- _AIM_:
Please report how many lines in the rows below contain the word "navy", giving only the number.

══ LISTED ENTRIES ══

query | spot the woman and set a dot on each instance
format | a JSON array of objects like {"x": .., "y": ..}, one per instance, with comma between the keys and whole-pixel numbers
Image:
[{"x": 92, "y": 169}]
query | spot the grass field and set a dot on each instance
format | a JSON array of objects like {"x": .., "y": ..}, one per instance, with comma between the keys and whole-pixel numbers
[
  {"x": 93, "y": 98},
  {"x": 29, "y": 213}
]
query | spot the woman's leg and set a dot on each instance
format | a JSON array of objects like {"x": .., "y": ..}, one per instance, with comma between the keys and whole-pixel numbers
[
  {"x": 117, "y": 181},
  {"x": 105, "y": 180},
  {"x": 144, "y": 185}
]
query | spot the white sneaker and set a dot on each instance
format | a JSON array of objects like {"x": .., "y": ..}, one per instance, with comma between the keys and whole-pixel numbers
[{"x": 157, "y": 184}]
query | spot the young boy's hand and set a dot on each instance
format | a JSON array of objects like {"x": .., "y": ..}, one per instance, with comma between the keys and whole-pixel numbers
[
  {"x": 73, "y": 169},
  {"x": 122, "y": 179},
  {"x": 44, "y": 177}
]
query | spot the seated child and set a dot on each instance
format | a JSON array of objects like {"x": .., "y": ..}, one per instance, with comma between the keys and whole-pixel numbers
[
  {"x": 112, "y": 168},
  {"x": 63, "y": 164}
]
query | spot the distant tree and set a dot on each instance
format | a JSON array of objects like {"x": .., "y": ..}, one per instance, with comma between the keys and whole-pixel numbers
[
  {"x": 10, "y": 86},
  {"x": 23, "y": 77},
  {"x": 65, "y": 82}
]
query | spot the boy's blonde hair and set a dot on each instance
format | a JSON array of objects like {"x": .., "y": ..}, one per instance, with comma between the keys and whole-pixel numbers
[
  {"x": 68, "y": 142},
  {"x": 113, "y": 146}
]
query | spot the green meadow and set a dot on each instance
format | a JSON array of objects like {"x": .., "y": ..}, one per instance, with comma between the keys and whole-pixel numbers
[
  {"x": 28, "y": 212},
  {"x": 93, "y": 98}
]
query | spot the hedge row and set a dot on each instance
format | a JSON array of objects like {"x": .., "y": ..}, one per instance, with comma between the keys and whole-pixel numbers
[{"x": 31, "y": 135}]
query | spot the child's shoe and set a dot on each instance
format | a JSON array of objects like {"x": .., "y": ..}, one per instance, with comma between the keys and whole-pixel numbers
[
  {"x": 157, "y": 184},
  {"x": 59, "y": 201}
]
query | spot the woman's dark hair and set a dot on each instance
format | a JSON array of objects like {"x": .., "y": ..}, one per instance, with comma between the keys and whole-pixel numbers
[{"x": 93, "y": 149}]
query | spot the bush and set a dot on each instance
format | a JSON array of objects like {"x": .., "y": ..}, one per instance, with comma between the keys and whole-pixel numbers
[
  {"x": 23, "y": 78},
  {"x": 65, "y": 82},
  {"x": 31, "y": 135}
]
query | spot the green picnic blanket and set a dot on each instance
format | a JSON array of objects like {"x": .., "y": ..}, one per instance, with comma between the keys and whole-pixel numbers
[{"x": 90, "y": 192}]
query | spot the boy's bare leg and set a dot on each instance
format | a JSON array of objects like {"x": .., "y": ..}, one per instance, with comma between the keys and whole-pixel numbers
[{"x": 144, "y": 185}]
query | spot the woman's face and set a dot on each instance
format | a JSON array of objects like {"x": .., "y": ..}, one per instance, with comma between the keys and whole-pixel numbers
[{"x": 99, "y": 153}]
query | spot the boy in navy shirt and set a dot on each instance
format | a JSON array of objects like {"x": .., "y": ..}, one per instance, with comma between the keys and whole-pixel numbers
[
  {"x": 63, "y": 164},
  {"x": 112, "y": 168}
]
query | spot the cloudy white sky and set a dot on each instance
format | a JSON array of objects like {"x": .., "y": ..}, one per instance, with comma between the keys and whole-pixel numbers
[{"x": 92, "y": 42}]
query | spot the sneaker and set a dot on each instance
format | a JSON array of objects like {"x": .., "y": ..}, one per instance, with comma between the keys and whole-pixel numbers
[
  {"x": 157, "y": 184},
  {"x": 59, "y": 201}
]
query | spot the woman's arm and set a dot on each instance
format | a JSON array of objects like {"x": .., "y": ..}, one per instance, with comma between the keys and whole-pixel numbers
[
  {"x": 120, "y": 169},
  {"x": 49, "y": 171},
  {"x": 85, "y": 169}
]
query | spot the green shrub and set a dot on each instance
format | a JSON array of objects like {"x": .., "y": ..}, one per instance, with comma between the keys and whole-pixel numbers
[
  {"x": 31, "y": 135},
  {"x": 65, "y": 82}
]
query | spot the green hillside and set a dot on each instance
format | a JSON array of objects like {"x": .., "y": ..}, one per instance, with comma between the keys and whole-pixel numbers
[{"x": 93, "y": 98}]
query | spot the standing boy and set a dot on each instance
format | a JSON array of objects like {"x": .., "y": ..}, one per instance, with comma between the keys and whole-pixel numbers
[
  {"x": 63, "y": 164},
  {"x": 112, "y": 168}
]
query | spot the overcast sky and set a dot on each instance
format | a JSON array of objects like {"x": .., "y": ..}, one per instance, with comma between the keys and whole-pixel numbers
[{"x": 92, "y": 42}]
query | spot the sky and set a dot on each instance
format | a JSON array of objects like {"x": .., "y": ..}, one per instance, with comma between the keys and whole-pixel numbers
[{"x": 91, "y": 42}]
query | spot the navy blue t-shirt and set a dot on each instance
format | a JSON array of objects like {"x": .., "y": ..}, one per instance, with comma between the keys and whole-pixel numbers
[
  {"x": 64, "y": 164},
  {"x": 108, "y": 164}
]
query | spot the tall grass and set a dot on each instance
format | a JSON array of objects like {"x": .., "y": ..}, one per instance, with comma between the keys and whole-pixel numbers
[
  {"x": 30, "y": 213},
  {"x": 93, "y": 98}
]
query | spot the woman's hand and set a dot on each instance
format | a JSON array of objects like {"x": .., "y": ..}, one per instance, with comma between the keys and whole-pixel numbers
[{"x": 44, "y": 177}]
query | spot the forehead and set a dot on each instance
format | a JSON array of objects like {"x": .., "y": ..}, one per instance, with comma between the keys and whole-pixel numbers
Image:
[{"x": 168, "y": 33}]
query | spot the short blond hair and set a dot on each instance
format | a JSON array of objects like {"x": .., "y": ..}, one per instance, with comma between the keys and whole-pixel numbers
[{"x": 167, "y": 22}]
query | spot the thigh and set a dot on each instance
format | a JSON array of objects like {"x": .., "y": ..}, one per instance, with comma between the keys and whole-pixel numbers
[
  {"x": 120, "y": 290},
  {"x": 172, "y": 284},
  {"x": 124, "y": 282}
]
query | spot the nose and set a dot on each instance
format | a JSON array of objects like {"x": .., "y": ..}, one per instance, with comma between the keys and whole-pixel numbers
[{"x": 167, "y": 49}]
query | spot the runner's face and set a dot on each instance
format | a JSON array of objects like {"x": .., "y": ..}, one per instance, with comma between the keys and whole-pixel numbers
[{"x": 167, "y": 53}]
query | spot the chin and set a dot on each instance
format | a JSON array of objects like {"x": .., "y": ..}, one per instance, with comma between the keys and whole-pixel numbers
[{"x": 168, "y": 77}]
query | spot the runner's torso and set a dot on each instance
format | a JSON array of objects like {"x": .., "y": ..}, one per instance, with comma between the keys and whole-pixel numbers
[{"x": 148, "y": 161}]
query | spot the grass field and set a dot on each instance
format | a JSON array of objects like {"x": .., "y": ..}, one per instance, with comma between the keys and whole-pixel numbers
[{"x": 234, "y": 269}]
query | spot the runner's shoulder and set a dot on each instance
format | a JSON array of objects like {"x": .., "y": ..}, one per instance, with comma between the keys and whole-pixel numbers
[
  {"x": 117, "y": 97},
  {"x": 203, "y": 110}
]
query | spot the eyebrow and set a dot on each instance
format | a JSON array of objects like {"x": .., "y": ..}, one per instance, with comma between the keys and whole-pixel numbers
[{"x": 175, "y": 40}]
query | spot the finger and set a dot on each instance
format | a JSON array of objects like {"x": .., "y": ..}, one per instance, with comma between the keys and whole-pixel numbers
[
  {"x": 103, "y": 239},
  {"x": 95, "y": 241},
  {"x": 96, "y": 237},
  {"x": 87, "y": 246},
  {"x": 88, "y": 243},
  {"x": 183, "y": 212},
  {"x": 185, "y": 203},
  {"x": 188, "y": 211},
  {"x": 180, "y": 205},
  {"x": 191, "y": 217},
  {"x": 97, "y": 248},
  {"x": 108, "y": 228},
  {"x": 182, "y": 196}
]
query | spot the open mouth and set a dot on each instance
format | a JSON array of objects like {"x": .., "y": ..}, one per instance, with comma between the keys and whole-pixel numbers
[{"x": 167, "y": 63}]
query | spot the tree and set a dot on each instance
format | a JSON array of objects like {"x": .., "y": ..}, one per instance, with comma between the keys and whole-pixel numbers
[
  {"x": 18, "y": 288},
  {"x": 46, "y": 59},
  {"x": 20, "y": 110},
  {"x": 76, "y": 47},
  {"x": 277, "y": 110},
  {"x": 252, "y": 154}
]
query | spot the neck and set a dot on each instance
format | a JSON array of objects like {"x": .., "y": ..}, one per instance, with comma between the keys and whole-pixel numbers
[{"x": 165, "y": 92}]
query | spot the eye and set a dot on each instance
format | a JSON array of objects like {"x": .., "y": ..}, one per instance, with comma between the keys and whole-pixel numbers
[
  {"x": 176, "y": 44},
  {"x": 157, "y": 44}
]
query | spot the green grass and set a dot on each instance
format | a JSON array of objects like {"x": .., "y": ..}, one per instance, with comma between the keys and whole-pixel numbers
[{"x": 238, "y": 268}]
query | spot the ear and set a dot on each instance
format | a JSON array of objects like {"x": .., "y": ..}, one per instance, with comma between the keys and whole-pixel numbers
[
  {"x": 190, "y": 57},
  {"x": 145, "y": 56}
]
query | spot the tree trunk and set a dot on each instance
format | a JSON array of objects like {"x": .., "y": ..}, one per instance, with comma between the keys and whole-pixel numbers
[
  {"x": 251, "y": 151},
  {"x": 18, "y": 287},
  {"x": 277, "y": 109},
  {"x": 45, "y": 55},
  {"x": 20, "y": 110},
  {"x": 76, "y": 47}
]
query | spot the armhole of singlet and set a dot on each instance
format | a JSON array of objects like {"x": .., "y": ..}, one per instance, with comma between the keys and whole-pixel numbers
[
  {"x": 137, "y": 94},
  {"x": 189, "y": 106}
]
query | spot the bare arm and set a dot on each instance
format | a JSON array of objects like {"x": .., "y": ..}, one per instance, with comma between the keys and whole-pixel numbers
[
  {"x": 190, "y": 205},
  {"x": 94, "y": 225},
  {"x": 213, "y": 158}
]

═══
══ LISTED ENTRIES ══

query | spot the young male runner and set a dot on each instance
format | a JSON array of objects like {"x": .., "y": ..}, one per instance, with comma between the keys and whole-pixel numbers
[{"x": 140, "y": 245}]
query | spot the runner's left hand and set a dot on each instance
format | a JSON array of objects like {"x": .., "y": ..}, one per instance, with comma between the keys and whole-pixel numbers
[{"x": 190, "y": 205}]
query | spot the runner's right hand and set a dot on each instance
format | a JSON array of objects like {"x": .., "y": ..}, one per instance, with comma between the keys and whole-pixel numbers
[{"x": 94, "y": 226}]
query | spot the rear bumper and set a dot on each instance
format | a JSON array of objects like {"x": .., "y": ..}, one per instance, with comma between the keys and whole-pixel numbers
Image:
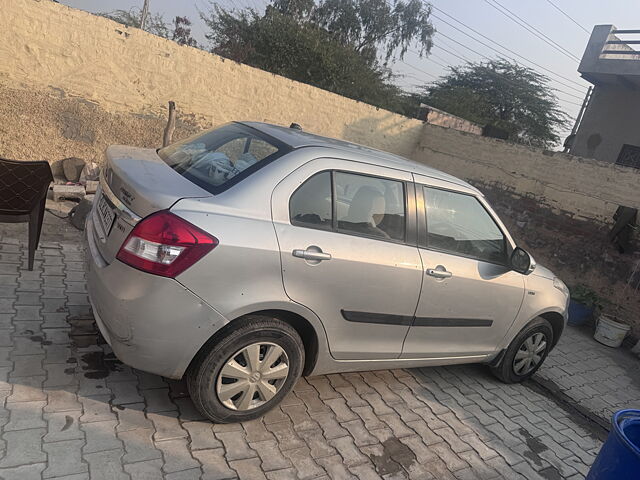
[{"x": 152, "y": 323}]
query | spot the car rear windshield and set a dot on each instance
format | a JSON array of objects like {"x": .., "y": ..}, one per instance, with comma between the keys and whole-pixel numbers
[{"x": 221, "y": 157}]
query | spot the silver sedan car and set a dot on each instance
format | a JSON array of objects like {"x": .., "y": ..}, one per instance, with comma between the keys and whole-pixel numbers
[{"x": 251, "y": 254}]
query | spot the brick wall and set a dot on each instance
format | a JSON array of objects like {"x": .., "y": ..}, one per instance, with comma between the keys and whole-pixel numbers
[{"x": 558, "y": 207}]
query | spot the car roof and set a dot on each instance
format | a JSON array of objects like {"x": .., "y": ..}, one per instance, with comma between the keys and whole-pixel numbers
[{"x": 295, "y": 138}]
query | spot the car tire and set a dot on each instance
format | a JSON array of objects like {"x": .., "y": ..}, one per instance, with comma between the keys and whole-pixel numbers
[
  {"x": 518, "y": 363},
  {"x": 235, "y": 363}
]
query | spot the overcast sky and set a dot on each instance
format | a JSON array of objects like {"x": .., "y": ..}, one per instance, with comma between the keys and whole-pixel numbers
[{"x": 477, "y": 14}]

═══

- _SOLUTION TO THIS EXERCISE_:
2